Money and interest compared

As it was discussed in the last section, the economic life of Arabs before Islam was based on interest because they considered interest as the dividend accrued to their money. In fact, many people considered money to be the root of all evils and a source of peril instead of a source of blessings for it gives rise to inequality in the distribution of wealth, overcapitalisation and overproduction, instability in its value, greed, theft, exploitation, the decline in spiritualism, murder and a host of other evils. However, it should be mentioned that it is the way money is used, and one of the ways by which it can cause all havocs mentioned is to consider it as an article of trade that will attract interest. Therefore, money may not be the root of all evils but interest.

Money in the view of Western economists is a commodity that can be bought and sold. They also regard money as something that performs the following four functions: a standard of deferred payments, a store of value, a unit of account and a medium of exchange (Layi 1999:93-99). Money as a unit of account facilitates communication of economic information between people in the sense that both sellers and buyers would be able to decide on what they should specialise as sellers and buyers, and in what proportions they should combine different goods for sales and purchases, respectively. To put it differently, money as a unit of account is an agreed measure for stating the prices of goods and services. Money as a medium of exchange is any object generally accepted in exchange for goods and services. Many objects had been used as money for exchange before coins, papers, dollar, bills, debit/credit cards, etc., were introduced. For instance, for a long time, North American Indians, Fijians and American colonists used wampum (i.e. beads made from shells), whale's teeth and tobacco as money, respectively. In Ethiopia and Tibet, cake of salt served as money. This is to say that the use of money has been around like fire for a long time (CFA Institute 2009:346-347). What all those objects mentioned have in common is that they have served as a means of payment. Money can take many forms inasmuch as it can serve the four functions. It has removed the inconveniences, inefficiency and clumsiness created by the barter system. Future payments are effected through the use of money, and it acts as a store of value at least by virtue of its use as the medium of exchange. Money used as a store of value means that it can be held and exchanged later for goods and services. It is, therefore, important for government and its monetary authority to make it stable because the more stable the value of a particular commodity or token is, the better it can act as a store of value and the more useful it is as money. The government and its monetary agents should control inflation and deflation to avoid the need for indexation. The inflation, most of the time, is artificially created. This should be avoided to make money more useful as a store of value.

**Material:**
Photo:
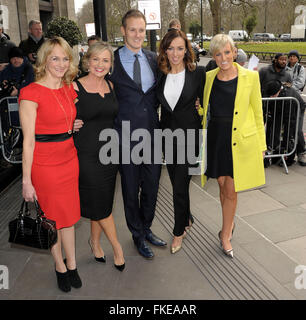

**Task prompt:**
Copy out the passage on money and interest, everything from "As it was discussed" down to "evils but interest.".

**Full answer:**
As it was discussed in the last section, the economic life of Arabs before Islam was based on interest because they considered interest as the dividend accrued to their money. In fact, many people considered money to be the root of all evils and a source of peril instead of a source of blessings for it gives rise to inequality in the distribution of wealth, overcapitalisation and overproduction, instability in its value, greed, theft, exploitation, the decline in spiritualism, murder and a host of other evils. However, it should be mentioned that it is the way money is used, and one of the ways by which it can cause all havocs mentioned is to consider it as an article of trade that will attract interest. Therefore, money may not be the root of all evils but interest.